PROVIDED PASSAGE: Begin
I began reading Mary Herschelman’s columns long before I knew her personally.
I often read them and feel as if she is speaking directly to me, offering guidance and bringing clarity I hadn’t previously realized I was lacking. I find myself thinking of them long after I read her words. Lately, my thoughts keep returning to a column she wrote last November for A Grace Filled Journey, titled “A Five-Year Anniversary.”
If you haven’t read it you should. She writes about letting go of dreams and begins the column by quoting a beloved character from JK Rowling’s Harry Potter series, Albus Dumbledore. “It does not do to dwell on dreams and forget to live.”
There are numerous reasons why my subconscious could be bringing this particular column to the forefront of my thoughts. If I were to make an educated guess, I would say that it has something to do with G starting kindergarten this year and our upcoming appointment with his developmental pediatrician.
It’s hard for me to clearly remember either of my boys toddler or early preschool years. So much of that period in our lives was dominated by Autism and early interventions. My memories of that time feel like a vivid whirlwind of colors, fast-forwarding so quickly that I can’t quite make out the individual details.
The fact that I have few tangible memories of that time is my own fault. I was so focused on getting G help–on “fixing” him–that I had little room to notice much else. Without fully realizing what I was doing I set this moving benchmark for our lives to resume. When he was diagnosed with Autism I told myself that we would do all of the things the specialists recommended and when he started preschool he would be able to speak.
PROVIDED PASSAGE: End
EXTRACTED MATERIAL: Begin
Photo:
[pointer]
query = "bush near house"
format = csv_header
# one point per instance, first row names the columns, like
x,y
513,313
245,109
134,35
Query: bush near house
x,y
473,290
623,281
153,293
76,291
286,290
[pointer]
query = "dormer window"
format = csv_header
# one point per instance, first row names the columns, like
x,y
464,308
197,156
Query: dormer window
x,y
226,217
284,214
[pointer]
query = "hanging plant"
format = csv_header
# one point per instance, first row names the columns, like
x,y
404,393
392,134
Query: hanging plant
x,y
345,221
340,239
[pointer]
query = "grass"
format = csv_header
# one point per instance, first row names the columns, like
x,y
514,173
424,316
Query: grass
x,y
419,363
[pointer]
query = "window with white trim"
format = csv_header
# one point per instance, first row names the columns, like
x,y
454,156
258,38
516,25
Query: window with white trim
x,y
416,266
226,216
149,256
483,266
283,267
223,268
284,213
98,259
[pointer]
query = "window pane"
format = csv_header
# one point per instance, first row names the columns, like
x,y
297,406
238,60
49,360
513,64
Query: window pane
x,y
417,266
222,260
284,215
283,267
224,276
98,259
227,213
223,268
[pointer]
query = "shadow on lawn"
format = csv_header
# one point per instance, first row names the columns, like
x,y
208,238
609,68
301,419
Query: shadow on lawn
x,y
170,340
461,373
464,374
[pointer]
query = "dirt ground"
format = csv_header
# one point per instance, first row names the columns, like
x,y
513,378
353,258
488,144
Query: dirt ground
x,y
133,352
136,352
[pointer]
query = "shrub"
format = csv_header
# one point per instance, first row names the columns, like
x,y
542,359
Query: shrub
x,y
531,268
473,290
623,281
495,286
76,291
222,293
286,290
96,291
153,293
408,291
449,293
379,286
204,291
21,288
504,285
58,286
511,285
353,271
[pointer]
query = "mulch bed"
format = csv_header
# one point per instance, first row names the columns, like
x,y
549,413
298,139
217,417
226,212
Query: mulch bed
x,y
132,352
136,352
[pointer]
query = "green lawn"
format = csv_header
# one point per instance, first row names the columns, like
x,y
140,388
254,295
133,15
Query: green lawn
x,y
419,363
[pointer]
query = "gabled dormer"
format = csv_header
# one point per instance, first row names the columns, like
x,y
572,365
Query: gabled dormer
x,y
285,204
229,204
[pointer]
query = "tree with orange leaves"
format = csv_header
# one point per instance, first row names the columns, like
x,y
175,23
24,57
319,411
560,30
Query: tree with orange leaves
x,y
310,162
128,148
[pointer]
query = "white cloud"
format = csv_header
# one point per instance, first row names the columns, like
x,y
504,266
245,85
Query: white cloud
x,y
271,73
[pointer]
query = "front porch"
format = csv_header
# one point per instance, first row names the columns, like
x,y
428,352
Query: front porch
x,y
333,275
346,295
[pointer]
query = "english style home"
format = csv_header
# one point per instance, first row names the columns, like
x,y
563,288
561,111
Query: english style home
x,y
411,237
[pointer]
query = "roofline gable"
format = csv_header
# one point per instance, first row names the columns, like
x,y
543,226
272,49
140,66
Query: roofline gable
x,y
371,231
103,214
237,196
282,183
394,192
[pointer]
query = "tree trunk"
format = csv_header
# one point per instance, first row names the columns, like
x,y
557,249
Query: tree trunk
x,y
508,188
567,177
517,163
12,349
EXTRACTED MATERIAL: End
Write the next part of the essay about Mary Herschelman's column and the author's son G, continuing after its final sentence. The stored entries have no connection to the essay.

While other two-year-olds were watching cartoons and playing with toys, G was working. Between his early intervention services and his outpatient therapy through Teamwork Rehab, he had six different sessions a week, often back to back. Weeks turned into months and months turned into years, and I kept moving the benchmark. Adamantly holding on to my dream, the resumption of our lives hinging on his ability to speak.
Letting go of dreams happens in increments, millions of tiny moments of grief and resolute acceptance. It was going into his second year of preschool that I began to stop dwelling on dreams. That memory remains in vivid clarity.
One of the benefits of traveling to Champaign for G’s appointments with his developmental pediatrician is that we get to spend extra time with Miranda and Harman and our nephew Gus. We were snuggled together in the guest bed, Cor and the boys fast asleep in dreams of their own making. Yet even as the wee hours of the morning encroached, I was far from sleep. My mind raced with thoughts of the appointment the next day. As I lay there, wondering what his doctor would say, wondering if this would be the year our lives would resume, the tears I had kept so tightly bottled up throughout the day broke.
I laid in that bed, with G’s tiny body pressed against me and the stillness pressing down upon me and I let go of the dreams of our past. They poured out of me in silent sobs, leaving salty tracks down my cheeks and dampening the pillowcase beneath me. I unclenched my hold on my dream and decided to live in our world as it was. No more waiting.
Sometimes I think of life as an endlessly swirling wind, catching us up and propelling us toward the places and people we most need with little effort and minimal awareness on our parts. It was less than a week later that I first sat at the editorial staff table, interviewing for my position at The Journal-News–something that hadn’t even been on my radar the night I surrendered my vision of the future to life’s.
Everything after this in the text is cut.